■ ENTRIES
##########
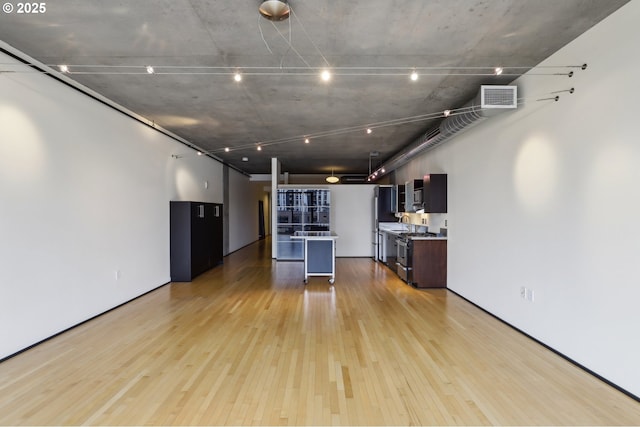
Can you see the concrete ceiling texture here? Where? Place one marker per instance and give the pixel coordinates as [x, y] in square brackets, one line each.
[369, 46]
##########
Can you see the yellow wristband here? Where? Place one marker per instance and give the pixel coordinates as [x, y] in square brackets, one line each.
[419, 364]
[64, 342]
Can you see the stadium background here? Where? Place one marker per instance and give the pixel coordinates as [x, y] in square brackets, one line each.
##########
■ TASK GOAL
Can you turn the records, from the line that contains "Can you see the yellow" through the line that contains "Can you see the stadium", inclusive, into a JSON list of strings with one string per line and no blank lines?

■ RESPONSE
[
  "Can you see the yellow wristband here? Where? Place one marker per instance and give the pixel coordinates as [x, y] in square brackets, one line each.",
  "[419, 364]",
  "[64, 342]",
  "Can you see the stadium background here? Where? Place one marker per instance and give the pixel coordinates as [x, y] in square brackets, one line each."
]